[Begin INPUT MATERIAL]

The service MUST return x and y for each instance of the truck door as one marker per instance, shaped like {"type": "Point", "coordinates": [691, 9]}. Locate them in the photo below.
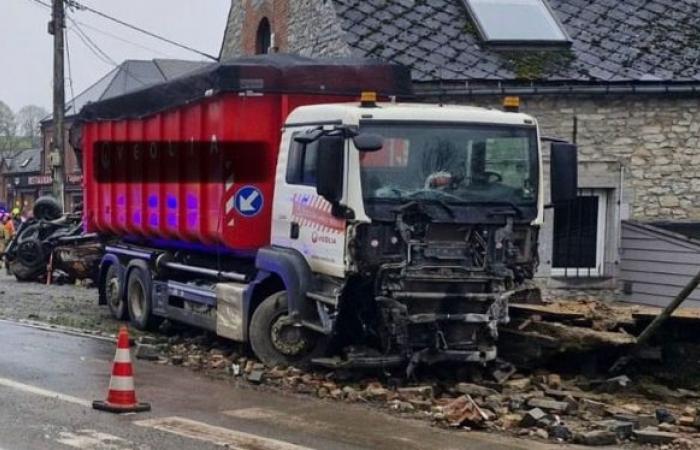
{"type": "Point", "coordinates": [302, 219]}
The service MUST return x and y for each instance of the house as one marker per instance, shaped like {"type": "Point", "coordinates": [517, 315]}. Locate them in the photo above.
{"type": "Point", "coordinates": [619, 78]}
{"type": "Point", "coordinates": [129, 76]}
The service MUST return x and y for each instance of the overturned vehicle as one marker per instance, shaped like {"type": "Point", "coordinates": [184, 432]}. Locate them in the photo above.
{"type": "Point", "coordinates": [52, 243]}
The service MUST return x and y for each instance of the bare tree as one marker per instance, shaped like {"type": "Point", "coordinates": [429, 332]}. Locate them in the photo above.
{"type": "Point", "coordinates": [28, 120]}
{"type": "Point", "coordinates": [8, 127]}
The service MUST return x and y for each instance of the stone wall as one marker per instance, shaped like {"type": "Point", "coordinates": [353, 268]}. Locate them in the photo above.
{"type": "Point", "coordinates": [305, 27]}
{"type": "Point", "coordinates": [656, 140]}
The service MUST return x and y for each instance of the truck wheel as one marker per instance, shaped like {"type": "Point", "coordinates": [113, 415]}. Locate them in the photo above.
{"type": "Point", "coordinates": [139, 303]}
{"type": "Point", "coordinates": [277, 342]}
{"type": "Point", "coordinates": [113, 292]}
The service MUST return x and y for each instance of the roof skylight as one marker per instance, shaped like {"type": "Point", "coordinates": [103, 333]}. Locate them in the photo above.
{"type": "Point", "coordinates": [517, 22]}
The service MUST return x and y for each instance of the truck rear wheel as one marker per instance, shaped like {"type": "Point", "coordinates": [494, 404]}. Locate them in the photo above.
{"type": "Point", "coordinates": [277, 341]}
{"type": "Point", "coordinates": [139, 302]}
{"type": "Point", "coordinates": [114, 293]}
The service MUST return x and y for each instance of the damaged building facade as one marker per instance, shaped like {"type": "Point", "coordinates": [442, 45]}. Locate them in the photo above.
{"type": "Point", "coordinates": [621, 79]}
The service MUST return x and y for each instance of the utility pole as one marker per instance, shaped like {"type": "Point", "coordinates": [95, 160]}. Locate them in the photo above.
{"type": "Point", "coordinates": [56, 27]}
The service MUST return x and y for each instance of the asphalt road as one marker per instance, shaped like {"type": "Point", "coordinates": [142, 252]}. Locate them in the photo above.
{"type": "Point", "coordinates": [48, 380]}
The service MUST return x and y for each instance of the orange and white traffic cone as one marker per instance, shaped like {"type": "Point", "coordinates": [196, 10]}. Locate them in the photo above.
{"type": "Point", "coordinates": [121, 397]}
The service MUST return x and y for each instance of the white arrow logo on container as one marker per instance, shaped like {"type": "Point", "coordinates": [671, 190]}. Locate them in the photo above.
{"type": "Point", "coordinates": [246, 204]}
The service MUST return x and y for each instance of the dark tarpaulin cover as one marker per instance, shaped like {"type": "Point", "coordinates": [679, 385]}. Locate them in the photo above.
{"type": "Point", "coordinates": [274, 73]}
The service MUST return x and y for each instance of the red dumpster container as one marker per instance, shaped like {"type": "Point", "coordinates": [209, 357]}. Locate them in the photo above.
{"type": "Point", "coordinates": [167, 163]}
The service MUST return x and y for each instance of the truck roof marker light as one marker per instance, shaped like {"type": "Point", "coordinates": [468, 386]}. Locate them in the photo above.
{"type": "Point", "coordinates": [368, 99]}
{"type": "Point", "coordinates": [511, 104]}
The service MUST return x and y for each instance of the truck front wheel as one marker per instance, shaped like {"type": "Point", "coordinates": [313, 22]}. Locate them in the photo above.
{"type": "Point", "coordinates": [279, 342]}
{"type": "Point", "coordinates": [138, 295]}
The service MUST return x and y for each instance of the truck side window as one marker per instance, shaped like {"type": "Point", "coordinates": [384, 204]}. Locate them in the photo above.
{"type": "Point", "coordinates": [301, 165]}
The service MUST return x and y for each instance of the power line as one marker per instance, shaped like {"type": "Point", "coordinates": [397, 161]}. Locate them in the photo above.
{"type": "Point", "coordinates": [80, 6]}
{"type": "Point", "coordinates": [94, 50]}
{"type": "Point", "coordinates": [113, 36]}
{"type": "Point", "coordinates": [126, 41]}
{"type": "Point", "coordinates": [98, 51]}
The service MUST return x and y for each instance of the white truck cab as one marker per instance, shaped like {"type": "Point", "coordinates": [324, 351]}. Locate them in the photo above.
{"type": "Point", "coordinates": [420, 219]}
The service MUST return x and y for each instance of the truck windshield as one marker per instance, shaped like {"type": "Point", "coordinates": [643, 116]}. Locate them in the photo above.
{"type": "Point", "coordinates": [465, 164]}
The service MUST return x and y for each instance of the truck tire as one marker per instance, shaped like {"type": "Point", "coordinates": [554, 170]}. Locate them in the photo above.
{"type": "Point", "coordinates": [47, 208]}
{"type": "Point", "coordinates": [139, 301]}
{"type": "Point", "coordinates": [114, 293]}
{"type": "Point", "coordinates": [280, 344]}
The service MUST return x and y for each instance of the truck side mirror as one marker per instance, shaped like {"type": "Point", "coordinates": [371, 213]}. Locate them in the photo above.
{"type": "Point", "coordinates": [563, 179]}
{"type": "Point", "coordinates": [330, 166]}
{"type": "Point", "coordinates": [368, 142]}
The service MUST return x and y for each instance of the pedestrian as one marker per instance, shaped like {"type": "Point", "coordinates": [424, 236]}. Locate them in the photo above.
{"type": "Point", "coordinates": [16, 218]}
{"type": "Point", "coordinates": [5, 235]}
{"type": "Point", "coordinates": [8, 228]}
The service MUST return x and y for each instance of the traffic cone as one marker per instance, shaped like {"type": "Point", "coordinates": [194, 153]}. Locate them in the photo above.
{"type": "Point", "coordinates": [121, 397]}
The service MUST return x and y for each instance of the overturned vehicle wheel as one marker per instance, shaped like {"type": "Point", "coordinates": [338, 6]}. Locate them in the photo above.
{"type": "Point", "coordinates": [30, 257]}
{"type": "Point", "coordinates": [279, 342]}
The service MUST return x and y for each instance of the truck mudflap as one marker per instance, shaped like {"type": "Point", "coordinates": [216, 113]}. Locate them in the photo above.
{"type": "Point", "coordinates": [481, 351]}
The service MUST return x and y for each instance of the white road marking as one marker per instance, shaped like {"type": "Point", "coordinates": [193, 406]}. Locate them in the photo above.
{"type": "Point", "coordinates": [223, 437]}
{"type": "Point", "coordinates": [44, 392]}
{"type": "Point", "coordinates": [279, 417]}
{"type": "Point", "coordinates": [93, 440]}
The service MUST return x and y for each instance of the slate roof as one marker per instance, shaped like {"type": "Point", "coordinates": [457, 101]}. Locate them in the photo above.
{"type": "Point", "coordinates": [614, 41]}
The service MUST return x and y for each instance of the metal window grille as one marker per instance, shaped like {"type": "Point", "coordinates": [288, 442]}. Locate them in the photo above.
{"type": "Point", "coordinates": [578, 236]}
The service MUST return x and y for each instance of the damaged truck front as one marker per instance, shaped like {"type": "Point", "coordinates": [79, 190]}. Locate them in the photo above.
{"type": "Point", "coordinates": [378, 233]}
{"type": "Point", "coordinates": [440, 206]}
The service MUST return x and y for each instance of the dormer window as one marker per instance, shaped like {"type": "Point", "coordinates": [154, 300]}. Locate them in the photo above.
{"type": "Point", "coordinates": [517, 23]}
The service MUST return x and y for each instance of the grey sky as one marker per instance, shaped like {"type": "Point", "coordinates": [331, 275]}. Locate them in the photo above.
{"type": "Point", "coordinates": [26, 47]}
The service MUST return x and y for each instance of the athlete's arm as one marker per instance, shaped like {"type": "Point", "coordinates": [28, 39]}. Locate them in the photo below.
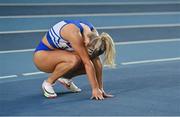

[End INPUT MATERIAL]

Put the lines above, from the one containing "of the dormer" through the last line, into a Markdown table with a "Row" column for the row number and a "Line" column, omitting blank lines. Leave out any pictures.

THE COMPLETED TASK:
| Row | Line |
|---|---|
| 1 | The service MUST return x and y for each instance of the dormer window as one marker per instance, shaped like {"type": "Point", "coordinates": [154, 300]}. Locate them in the photo above. |
| 2 | {"type": "Point", "coordinates": [517, 23]} |
| 3 | The service MUST return x and y for each instance of the grey sky as one marker per instance, shaped like {"type": "Point", "coordinates": [331, 275]}. Locate them in the photo above. |
| 4 | {"type": "Point", "coordinates": [26, 47]} |
| 5 | The service MUST return x and y for each instance of the athlete's arm as one marker per instance, shaped like {"type": "Point", "coordinates": [28, 39]}. Locate them in the photo below. |